— begin Exercise material —

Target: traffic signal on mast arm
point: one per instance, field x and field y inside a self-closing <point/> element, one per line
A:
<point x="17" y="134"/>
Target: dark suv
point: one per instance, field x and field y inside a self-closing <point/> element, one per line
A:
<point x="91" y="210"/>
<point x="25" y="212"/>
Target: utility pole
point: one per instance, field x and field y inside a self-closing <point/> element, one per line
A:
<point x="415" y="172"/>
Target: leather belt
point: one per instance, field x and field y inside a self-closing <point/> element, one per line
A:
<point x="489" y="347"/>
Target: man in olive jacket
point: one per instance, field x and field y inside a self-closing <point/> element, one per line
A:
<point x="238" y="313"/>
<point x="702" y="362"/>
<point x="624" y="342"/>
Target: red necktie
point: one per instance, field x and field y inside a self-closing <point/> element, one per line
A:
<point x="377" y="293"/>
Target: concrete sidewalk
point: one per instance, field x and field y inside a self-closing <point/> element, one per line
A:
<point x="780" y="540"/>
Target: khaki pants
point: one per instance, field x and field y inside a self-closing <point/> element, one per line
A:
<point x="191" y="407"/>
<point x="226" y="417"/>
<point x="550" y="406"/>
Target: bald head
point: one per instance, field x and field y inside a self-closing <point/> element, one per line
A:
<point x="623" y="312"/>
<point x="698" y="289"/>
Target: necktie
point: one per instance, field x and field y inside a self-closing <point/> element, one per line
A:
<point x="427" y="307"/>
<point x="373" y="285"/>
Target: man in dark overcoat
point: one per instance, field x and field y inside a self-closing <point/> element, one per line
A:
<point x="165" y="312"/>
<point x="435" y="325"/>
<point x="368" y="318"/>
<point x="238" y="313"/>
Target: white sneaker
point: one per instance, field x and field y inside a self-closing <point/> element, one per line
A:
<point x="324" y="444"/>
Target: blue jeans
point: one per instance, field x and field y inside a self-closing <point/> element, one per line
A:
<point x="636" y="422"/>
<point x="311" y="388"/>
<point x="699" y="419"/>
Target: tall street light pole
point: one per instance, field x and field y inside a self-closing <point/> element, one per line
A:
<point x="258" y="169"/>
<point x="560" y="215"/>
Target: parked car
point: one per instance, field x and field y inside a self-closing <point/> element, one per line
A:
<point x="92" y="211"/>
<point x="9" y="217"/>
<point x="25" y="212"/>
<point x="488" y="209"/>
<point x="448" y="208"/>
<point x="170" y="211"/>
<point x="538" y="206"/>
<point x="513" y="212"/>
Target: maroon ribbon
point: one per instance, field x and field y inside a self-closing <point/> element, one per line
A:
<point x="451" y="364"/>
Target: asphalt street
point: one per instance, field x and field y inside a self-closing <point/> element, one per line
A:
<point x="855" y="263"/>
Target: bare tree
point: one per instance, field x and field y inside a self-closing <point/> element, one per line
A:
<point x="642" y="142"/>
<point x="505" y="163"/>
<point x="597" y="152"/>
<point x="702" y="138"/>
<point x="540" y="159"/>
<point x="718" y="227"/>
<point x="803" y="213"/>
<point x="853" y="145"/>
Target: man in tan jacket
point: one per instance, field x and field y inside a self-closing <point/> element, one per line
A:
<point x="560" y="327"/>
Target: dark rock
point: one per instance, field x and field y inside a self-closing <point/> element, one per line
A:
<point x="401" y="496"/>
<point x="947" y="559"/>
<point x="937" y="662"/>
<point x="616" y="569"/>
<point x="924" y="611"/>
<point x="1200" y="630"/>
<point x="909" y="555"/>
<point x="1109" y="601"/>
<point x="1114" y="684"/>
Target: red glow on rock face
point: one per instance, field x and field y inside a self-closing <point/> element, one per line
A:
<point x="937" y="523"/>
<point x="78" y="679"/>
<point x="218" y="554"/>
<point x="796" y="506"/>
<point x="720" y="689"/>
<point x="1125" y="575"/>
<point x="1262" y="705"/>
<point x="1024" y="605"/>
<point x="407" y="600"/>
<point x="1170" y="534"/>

— end Exercise material —

◆ Given instruction
Render every line of the items above as a JSON list of strings, with one string per line and blank lines omitted.

◆ The completed task
[
  "Target: traffic signal on mast arm",
  "point: one per instance, field x and field y inside a self-closing <point/> element, one per line",
  "A:",
  "<point x=\"17\" y=\"134\"/>",
  "Target: dark suv",
  "point: one per instance, field x and field y inside a self-closing <point/> element, one per line",
  "A:",
  "<point x=\"91\" y=\"210\"/>",
  "<point x=\"25\" y=\"212\"/>",
  "Target: utility pole",
  "point: one per instance, field x and field y inside a self-closing <point/> element, one per line",
  "A:",
  "<point x=\"415\" y=\"172\"/>",
  "Target: leather belt",
  "point: one per instance, field x and field y inside a self-closing <point/> element, one per line",
  "A:",
  "<point x=\"489\" y=\"347\"/>",
  "Target: man in olive jacket",
  "point: one per instance, field x and field y inside a self-closing <point/> element, one per line",
  "A:",
  "<point x=\"238\" y=\"313\"/>",
  "<point x=\"702\" y=\"362\"/>",
  "<point x=\"624\" y=\"342\"/>",
  "Target: red necktie",
  "point: one per instance, field x and field y inside a self-closing <point/> element, one per line",
  "A:",
  "<point x=\"377\" y=\"293\"/>",
  "Target: concrete sidewalk",
  "point: one per instance, field x and field y inside a self-closing <point/> element, one per line",
  "A:",
  "<point x=\"780\" y=\"540\"/>",
  "Target: khaki pants",
  "point: one per instance, field x and field y inside a self-closing <point/> element, one per line",
  "A:",
  "<point x=\"191\" y=\"407\"/>",
  "<point x=\"226\" y=\"417\"/>",
  "<point x=\"550\" y=\"406\"/>",
  "Target: bald head",
  "point: one per instance, field x and field y inside a self-closing <point/> element, one per line",
  "A:",
  "<point x=\"623\" y=\"312\"/>",
  "<point x=\"698\" y=\"289\"/>",
  "Target: necktie",
  "point: one per instance, field x and field y inside a self-closing <point/> element, one per line",
  "A:",
  "<point x=\"427\" y=\"307\"/>",
  "<point x=\"373\" y=\"285\"/>",
  "Target: man in dark overcoat",
  "point: one per instance, field x and field y inside a self-closing <point/> element, one per line",
  "A:",
  "<point x=\"165\" y=\"312\"/>",
  "<point x=\"435\" y=\"325\"/>",
  "<point x=\"368\" y=\"318\"/>",
  "<point x=\"238\" y=\"313\"/>",
  "Target: white sneaker",
  "point: one per instance, field x and field y inside a self-closing <point/> element, one per line",
  "A:",
  "<point x=\"324\" y=\"444\"/>",
  "Target: blue jeans",
  "point: one per instance, field x and field y inside a self-closing <point/> element, one per line",
  "A:",
  "<point x=\"636\" y=\"422\"/>",
  "<point x=\"311\" y=\"388\"/>",
  "<point x=\"699\" y=\"419\"/>",
  "Target: tall street light pole",
  "point: one per instance, field x and field y inside a self-closing <point/> element, one per line",
  "A:",
  "<point x=\"258\" y=\"169\"/>",
  "<point x=\"560\" y=\"215\"/>",
  "Target: parked car",
  "point: one per instance, field x and field y inside a self-closing <point/> element, one per line",
  "A:",
  "<point x=\"92\" y=\"211\"/>",
  "<point x=\"9\" y=\"217\"/>",
  "<point x=\"25\" y=\"212\"/>",
  "<point x=\"488\" y=\"209\"/>",
  "<point x=\"448\" y=\"208\"/>",
  "<point x=\"170\" y=\"211\"/>",
  "<point x=\"538\" y=\"206\"/>",
  "<point x=\"513\" y=\"212\"/>",
  "Target: maroon ribbon",
  "point: one per instance, field x and field y inside a self-closing <point/> element, one per line",
  "A:",
  "<point x=\"451\" y=\"364\"/>",
  "Target: asphalt street",
  "point: one per instance, field x and field y inside a self-closing <point/> element, one per line",
  "A:",
  "<point x=\"855\" y=\"263\"/>",
  "Target: bare tree",
  "point: one per instance, field x and field y inside a self-closing <point/> element, one per line",
  "A:",
  "<point x=\"642\" y=\"142\"/>",
  "<point x=\"505\" y=\"163\"/>",
  "<point x=\"597\" y=\"152\"/>",
  "<point x=\"702\" y=\"138\"/>",
  "<point x=\"540\" y=\"159\"/>",
  "<point x=\"718\" y=\"227\"/>",
  "<point x=\"803\" y=\"213\"/>",
  "<point x=\"853\" y=\"145\"/>",
  "Target: man in tan jacket",
  "point: one per instance, field x and field y inside a self-closing <point/> element, one per line",
  "A:",
  "<point x=\"560\" y=\"327\"/>",
  "Target: dark rock",
  "point: one per instance, field x and field y inside a self-closing <point/> element, one per line",
  "A:",
  "<point x=\"401\" y=\"496\"/>",
  "<point x=\"947\" y=\"559\"/>",
  "<point x=\"937\" y=\"662\"/>",
  "<point x=\"616\" y=\"569\"/>",
  "<point x=\"924\" y=\"611\"/>",
  "<point x=\"1200\" y=\"630\"/>",
  "<point x=\"909\" y=\"555\"/>",
  "<point x=\"1109\" y=\"601\"/>",
  "<point x=\"1114\" y=\"684\"/>",
  "Target: red glow on rock face",
  "point: one per instance, field x and field y inside a self-closing <point/> element, one per line",
  "A:",
  "<point x=\"937\" y=\"523\"/>",
  "<point x=\"78\" y=\"679\"/>",
  "<point x=\"218\" y=\"554\"/>",
  "<point x=\"796\" y=\"506\"/>",
  "<point x=\"720\" y=\"689\"/>",
  "<point x=\"1125\" y=\"575\"/>",
  "<point x=\"1262\" y=\"705\"/>",
  "<point x=\"1024\" y=\"605\"/>",
  "<point x=\"407\" y=\"600\"/>",
  "<point x=\"1170\" y=\"534\"/>"
]